### PROBLEM
Reproduce the entries that follow exactly, dropping each image.

### SUPPLIED INFORMATION
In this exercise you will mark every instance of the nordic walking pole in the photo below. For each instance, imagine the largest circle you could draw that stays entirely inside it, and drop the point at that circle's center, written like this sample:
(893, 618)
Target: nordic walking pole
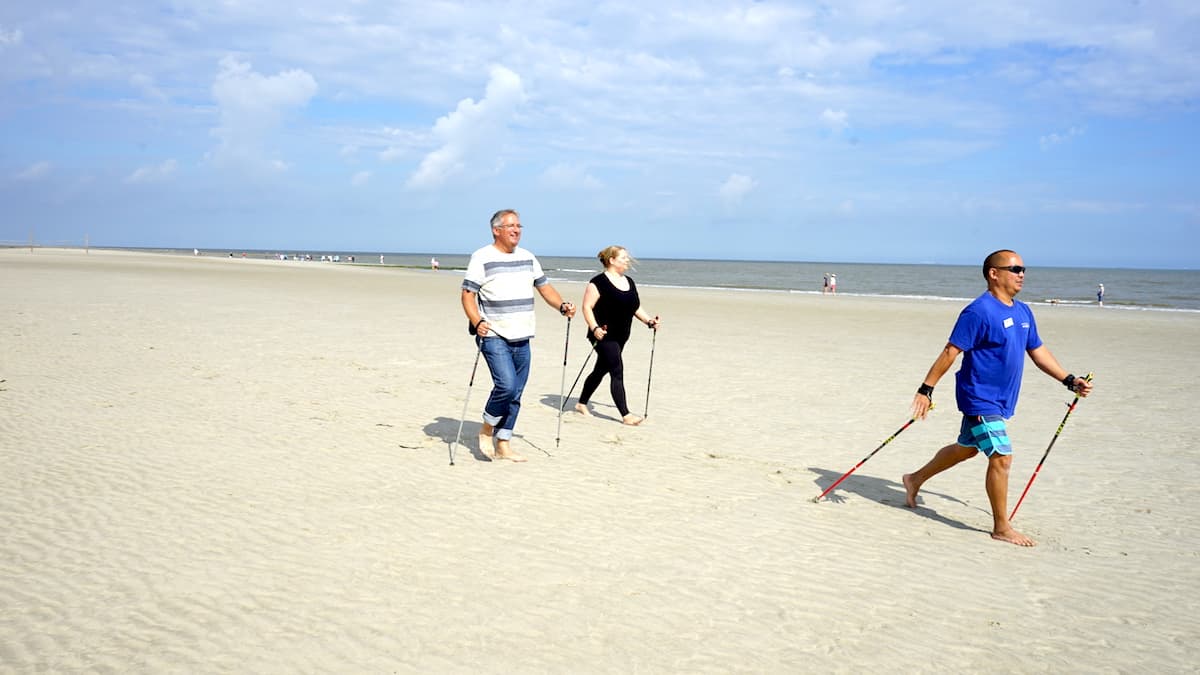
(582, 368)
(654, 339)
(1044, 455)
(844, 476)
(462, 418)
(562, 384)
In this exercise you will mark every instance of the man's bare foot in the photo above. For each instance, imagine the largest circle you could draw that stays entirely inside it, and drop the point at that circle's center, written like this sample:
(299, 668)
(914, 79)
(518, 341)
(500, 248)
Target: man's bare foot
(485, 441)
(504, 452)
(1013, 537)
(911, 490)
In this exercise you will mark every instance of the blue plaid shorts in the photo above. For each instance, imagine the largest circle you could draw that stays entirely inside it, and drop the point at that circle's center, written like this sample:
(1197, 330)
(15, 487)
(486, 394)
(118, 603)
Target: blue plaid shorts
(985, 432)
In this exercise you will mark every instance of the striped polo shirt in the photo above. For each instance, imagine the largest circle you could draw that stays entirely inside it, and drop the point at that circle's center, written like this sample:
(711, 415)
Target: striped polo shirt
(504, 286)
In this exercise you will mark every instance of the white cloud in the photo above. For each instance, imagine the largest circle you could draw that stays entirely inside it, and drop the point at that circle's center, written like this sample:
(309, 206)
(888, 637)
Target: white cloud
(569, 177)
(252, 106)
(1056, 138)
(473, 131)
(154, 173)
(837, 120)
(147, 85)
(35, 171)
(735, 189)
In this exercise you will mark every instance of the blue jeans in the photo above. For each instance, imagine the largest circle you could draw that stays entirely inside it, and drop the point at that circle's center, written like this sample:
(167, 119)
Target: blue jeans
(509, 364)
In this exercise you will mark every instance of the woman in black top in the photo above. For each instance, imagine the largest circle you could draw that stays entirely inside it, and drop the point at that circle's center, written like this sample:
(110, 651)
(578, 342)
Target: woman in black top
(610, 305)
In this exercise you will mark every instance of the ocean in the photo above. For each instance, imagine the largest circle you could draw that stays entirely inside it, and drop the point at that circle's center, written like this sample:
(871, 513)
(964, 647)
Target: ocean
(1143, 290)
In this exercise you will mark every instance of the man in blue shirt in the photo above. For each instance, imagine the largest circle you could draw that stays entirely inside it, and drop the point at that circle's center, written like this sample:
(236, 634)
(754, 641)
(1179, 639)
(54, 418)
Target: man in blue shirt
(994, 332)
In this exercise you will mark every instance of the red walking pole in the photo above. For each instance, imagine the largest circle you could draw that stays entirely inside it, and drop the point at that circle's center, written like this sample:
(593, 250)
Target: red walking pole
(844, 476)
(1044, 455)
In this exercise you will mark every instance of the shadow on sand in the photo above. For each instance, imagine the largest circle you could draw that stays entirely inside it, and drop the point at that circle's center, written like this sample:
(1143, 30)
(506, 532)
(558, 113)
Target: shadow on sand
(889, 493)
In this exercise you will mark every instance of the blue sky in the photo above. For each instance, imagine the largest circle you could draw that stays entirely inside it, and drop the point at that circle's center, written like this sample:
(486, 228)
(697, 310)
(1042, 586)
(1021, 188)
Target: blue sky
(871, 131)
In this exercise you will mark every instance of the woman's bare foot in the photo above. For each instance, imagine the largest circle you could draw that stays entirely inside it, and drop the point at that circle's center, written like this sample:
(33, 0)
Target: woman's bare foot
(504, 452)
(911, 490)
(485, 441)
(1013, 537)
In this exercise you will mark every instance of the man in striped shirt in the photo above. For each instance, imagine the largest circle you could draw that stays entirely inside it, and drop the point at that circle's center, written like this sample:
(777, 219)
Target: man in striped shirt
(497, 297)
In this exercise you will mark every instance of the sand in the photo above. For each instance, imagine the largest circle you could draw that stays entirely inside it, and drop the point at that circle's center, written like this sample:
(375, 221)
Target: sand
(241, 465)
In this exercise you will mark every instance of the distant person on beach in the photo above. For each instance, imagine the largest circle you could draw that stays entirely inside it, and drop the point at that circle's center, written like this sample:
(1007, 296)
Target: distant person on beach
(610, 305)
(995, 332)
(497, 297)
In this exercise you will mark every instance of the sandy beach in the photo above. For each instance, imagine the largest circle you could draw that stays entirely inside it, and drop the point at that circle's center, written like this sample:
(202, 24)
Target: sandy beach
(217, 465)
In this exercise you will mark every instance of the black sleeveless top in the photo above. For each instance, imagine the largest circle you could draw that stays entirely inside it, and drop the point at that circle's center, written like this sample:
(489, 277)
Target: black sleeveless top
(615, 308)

### SOLUTION TO THE EXERCISE
In this exercise you will mark every instance of the nordic walking pole in the photo below. For each instance, imagine the largest circle you could draw that stays entirely inside it, and drop the point at that circle's center, written like this sample:
(893, 618)
Target: nordic walking pole
(582, 368)
(654, 339)
(1044, 455)
(844, 476)
(462, 418)
(562, 384)
In this exercise you will mark every instance of the man's bare foot in the photo above. For each instance, imagine the largest circle you could draw that stays entirely inside it, and drop the point at that circle's center, written like this sample:
(299, 668)
(914, 79)
(518, 341)
(500, 248)
Target: man's bare foot
(485, 441)
(504, 452)
(1013, 537)
(911, 490)
In this exercise you will mark every instance of the blue plaid shorts in the photo above. For each instance, imagine the largest circle you could draw that stays entirely inside it, and drop the point at that circle's center, written like this sample:
(1197, 330)
(15, 487)
(486, 394)
(118, 603)
Target: blue plaid shorts
(985, 432)
In this exercise you will mark every instance of the striped polo shirt in the photo above. For each instance, imagine the largest circle you could draw that stays entirely inside it, and drop the point at that circle's center, written like this sample:
(711, 415)
Target: striped polo shirt
(504, 286)
In this exercise you will mark every instance of the white cloud in the photo above. For each instance, imagine the largest circle you could draw that stays entirely inside it, and drop the point at that circle's center, written like this sample:
(309, 206)
(888, 637)
Target: white cloud
(569, 177)
(252, 106)
(1056, 138)
(473, 131)
(154, 173)
(837, 120)
(147, 85)
(35, 171)
(735, 189)
In this exercise you will mark every instance of the blue jeans in the photo above. For each instance, imagine the largest circle you could draw that stays entirely inside it, and drop the point at that circle's center, written like this sample:
(167, 119)
Target: blue jeans
(509, 364)
In this exercise you will mark every instance of the woman in black top in the photo above. For each instance, imagine the largest circle you could draw that stays entirely inside it, and drop the point at that circle's center, written like this sample:
(110, 651)
(578, 342)
Target: woman in black top
(610, 305)
In this exercise you will mark every instance of the ocean in the photo above. For each instance, imagine the largest circle you could draw that stays entirely inside it, and drop the point at that circle's center, written like this sample:
(871, 513)
(964, 647)
Target: ocean
(1143, 290)
In this exercise you will mark every instance of the man in blue shirt in the photo above. For each instance, imagine the largest circle you could draw that stays entirely inside it, and drop the point at that circle's center, written like this sample:
(236, 634)
(754, 641)
(1179, 639)
(54, 418)
Target: man in blue shirt
(994, 332)
In this exercise you will mark every instance of the red walking pole in the photo above. For each instance, imagine the largest circle you could draw that stays entirely inside it, and drop the point at that circle's center, written like this sample:
(593, 250)
Target: red walking pole
(844, 476)
(1044, 455)
In this exercise you will mark every instance of the shadow on sand in the photo above. For each instance, imagine the largest circle you could draw that stays entirely inside it, and drop the point at that circle's center, written like this sample:
(1143, 30)
(506, 532)
(558, 113)
Target: shadow on sand
(889, 493)
In this exercise you will mark every instance of the blue sky in the photo above. For each instance, imagine the largest circle you could draw that stays entirely inside it, and drop the point at that circle's center, written like this sample:
(486, 228)
(697, 310)
(1042, 586)
(1021, 188)
Target: blue sky
(871, 131)
In this exercise you will mark every instance of the woman's bare foot in the photo above. For each instance, imagine the largest circle you could draw that stays entirely inside it, and drop the point at that circle's center, written like this sample:
(33, 0)
Target: woman's bare foot
(504, 452)
(911, 490)
(485, 441)
(1013, 537)
In this exercise you will mark every instance of the man in striped shirt in the photo above. For each instance, imagine the largest circle you could draw that stays entirely inside it, and drop the point at that circle's center, written like this sample:
(777, 219)
Target: man in striped shirt
(497, 297)
In this exercise you will mark every instance of the sand in the photo above. For each instance, imagine the largest circle you could draw that stays entirely inside it, and drop the point at that circle's center, written like this sample:
(375, 221)
Target: sand
(241, 465)
In this exercise you will mark every instance of the distant person on beach in the photo above. For each instance, imagine the largest circle you could draw that stays entirely inside it, and drop the point at that circle's center, written like this sample:
(1007, 296)
Target: distant person on beach
(610, 305)
(995, 332)
(497, 297)
In this exercise you will mark every instance of the sandy beach in the photo above. For each instance, imagine the largest circle you could draw that stays entirely inside it, and drop the point at that circle's center, written like this sample:
(202, 24)
Target: sandy beach
(217, 465)
In this exercise you will mark every instance of the black sleeveless top in the photo above. For each instance, imagine the largest circle you could draw that stays entirely inside it, and drop the point at that circle's center, written like this sample:
(489, 277)
Target: black sleeveless top
(615, 308)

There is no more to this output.